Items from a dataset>
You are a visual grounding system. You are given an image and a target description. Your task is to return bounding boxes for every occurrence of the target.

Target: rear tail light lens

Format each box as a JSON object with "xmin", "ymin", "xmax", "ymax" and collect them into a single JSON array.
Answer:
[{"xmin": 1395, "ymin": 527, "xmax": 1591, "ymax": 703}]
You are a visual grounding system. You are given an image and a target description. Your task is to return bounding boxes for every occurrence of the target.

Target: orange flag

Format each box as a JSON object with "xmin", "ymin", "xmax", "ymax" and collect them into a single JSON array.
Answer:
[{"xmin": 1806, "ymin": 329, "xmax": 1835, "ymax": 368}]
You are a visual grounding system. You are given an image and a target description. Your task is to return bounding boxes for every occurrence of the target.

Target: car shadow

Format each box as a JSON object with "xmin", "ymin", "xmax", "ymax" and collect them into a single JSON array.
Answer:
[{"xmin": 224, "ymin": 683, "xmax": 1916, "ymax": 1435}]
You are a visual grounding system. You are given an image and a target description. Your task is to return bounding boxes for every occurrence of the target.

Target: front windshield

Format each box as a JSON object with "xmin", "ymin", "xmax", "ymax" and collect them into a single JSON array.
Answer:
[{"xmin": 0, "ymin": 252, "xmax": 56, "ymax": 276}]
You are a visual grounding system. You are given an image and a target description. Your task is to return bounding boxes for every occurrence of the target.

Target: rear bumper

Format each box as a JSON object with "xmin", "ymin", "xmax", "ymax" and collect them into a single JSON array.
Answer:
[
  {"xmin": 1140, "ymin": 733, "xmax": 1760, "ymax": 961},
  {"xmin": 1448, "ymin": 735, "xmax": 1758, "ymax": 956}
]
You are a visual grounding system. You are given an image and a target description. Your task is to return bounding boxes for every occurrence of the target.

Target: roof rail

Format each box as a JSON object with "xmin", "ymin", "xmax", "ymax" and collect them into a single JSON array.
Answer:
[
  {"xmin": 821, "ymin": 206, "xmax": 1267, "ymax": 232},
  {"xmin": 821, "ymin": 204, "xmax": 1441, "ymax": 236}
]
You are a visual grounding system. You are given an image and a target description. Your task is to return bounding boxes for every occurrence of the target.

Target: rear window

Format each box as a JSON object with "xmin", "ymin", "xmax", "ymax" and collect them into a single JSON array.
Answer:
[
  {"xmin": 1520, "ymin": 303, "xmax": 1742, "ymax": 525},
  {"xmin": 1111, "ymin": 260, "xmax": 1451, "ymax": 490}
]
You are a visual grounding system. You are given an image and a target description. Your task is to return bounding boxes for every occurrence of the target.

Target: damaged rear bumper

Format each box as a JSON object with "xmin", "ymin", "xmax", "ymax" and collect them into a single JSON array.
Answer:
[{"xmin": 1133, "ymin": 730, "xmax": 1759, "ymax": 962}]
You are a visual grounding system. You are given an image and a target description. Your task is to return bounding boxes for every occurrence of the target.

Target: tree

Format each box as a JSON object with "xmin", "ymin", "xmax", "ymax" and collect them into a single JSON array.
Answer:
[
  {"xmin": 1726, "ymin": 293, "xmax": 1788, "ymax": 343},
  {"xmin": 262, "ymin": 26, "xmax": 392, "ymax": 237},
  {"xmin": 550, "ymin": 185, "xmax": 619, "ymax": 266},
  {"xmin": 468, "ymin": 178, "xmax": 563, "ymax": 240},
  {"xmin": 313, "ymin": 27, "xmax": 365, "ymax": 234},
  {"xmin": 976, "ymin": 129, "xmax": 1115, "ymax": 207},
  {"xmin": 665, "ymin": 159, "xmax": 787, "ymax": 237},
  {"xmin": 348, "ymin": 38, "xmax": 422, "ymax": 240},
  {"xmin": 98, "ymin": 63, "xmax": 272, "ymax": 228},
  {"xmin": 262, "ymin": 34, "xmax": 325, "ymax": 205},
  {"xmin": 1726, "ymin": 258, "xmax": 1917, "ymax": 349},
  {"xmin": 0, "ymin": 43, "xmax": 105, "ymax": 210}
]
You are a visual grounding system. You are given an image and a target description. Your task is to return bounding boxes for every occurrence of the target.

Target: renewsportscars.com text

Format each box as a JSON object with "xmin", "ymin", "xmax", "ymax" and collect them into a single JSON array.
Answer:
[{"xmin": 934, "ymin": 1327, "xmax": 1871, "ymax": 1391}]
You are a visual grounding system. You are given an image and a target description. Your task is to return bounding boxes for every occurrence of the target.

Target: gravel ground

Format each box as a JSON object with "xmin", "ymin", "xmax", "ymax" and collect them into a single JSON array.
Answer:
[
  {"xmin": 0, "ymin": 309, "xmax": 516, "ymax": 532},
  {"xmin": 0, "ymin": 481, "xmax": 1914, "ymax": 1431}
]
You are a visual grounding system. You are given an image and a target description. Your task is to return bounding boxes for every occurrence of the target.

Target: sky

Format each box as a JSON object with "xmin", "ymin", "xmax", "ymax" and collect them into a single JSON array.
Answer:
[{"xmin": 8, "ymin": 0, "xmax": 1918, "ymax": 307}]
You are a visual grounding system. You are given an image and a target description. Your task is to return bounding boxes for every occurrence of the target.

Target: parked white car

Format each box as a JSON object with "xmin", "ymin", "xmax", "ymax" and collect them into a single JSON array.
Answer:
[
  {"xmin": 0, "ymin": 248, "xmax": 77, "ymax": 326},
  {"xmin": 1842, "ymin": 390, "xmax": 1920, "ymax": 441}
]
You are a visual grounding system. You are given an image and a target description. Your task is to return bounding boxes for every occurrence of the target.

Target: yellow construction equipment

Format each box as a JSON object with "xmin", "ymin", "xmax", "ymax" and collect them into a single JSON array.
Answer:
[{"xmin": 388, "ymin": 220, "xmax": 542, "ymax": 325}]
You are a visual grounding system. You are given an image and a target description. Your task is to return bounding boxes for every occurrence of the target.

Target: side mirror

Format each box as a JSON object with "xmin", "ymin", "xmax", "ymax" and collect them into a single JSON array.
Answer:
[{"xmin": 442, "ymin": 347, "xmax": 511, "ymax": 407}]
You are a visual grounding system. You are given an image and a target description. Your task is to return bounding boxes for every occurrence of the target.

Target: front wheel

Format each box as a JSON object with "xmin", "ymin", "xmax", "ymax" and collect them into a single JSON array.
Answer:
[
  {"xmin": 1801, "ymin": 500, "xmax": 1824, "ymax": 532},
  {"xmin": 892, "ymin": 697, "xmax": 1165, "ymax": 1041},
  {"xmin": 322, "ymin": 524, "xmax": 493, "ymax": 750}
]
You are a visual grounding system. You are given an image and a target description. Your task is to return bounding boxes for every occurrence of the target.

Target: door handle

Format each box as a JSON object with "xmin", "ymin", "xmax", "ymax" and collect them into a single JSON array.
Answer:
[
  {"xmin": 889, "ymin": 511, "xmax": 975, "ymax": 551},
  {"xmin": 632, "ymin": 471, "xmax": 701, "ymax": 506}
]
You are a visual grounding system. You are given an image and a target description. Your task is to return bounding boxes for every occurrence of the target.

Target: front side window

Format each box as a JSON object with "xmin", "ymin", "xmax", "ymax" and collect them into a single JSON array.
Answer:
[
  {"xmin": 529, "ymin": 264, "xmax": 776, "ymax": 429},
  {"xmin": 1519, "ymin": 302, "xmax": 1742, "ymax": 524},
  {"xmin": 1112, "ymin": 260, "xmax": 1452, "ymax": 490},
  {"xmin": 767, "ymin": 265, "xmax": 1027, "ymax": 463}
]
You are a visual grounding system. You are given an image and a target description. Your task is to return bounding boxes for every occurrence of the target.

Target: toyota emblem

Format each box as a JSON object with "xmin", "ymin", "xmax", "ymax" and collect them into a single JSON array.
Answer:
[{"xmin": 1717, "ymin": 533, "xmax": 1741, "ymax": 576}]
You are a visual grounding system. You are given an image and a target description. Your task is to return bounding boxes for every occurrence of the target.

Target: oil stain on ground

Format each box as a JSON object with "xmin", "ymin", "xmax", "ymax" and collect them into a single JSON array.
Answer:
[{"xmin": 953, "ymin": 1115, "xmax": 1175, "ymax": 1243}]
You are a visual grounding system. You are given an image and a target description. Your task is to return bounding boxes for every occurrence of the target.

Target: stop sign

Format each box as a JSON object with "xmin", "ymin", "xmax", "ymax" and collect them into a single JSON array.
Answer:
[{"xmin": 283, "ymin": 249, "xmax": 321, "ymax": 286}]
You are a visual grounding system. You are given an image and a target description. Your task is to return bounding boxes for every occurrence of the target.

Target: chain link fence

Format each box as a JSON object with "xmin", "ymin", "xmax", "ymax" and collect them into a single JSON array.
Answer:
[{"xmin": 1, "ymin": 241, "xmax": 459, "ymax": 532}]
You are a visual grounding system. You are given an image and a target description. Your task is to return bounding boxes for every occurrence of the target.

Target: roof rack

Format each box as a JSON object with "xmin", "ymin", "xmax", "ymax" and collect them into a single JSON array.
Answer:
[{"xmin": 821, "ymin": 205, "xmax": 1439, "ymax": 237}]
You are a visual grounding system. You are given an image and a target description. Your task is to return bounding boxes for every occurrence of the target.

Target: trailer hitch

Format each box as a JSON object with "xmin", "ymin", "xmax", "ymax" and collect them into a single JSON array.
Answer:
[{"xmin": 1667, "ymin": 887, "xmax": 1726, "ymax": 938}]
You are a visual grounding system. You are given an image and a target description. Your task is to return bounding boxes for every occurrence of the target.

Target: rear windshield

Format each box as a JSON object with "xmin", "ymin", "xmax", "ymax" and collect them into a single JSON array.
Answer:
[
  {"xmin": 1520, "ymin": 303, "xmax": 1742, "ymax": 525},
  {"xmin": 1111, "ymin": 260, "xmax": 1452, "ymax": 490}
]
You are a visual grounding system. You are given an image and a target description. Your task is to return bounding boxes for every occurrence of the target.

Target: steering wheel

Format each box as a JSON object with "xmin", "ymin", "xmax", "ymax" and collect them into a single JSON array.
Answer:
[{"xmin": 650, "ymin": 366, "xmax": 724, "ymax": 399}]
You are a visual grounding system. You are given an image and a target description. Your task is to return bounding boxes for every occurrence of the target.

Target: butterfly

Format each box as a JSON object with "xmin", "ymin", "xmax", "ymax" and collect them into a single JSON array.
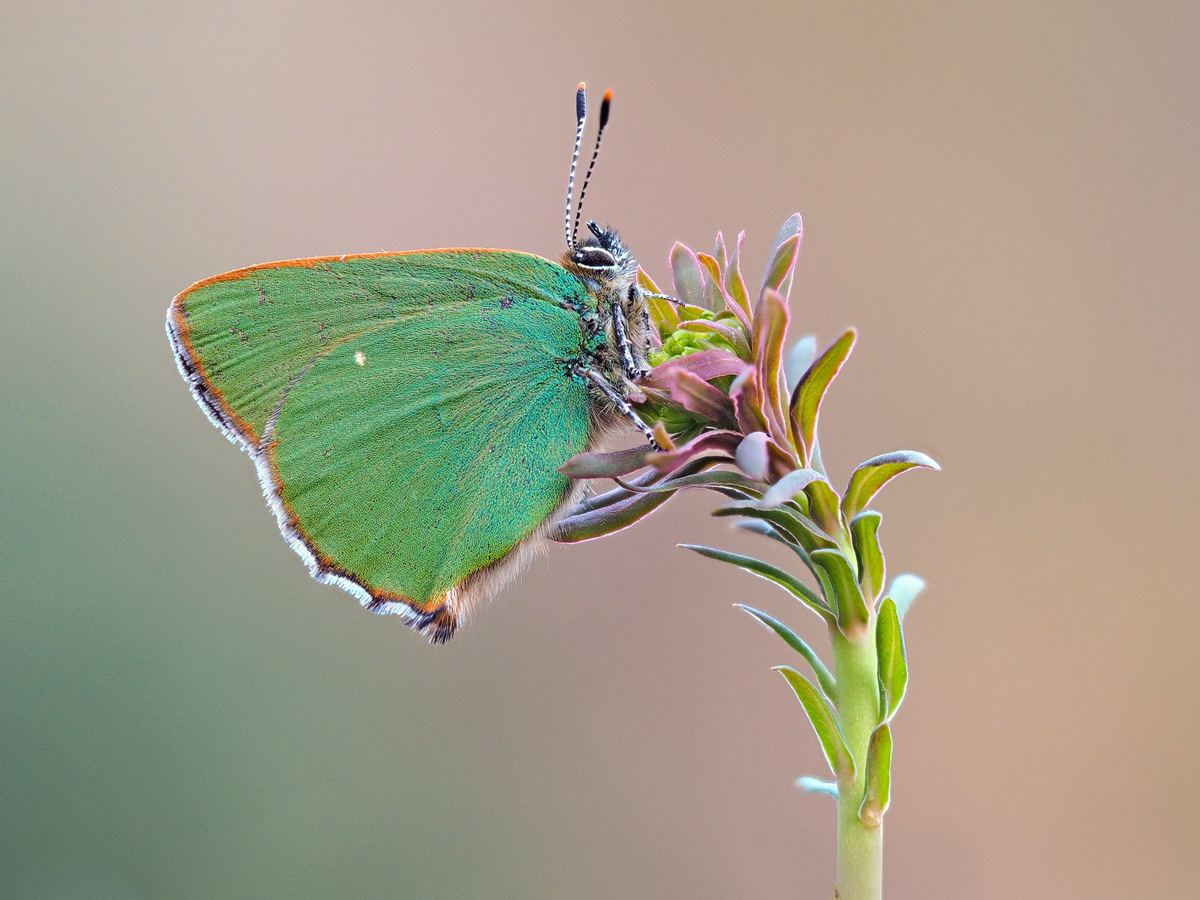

ACTIVITY> Every line above that contains the word "side" should be reported.

EXPECTED ANSWER>
Target: side mirror
Target: front side window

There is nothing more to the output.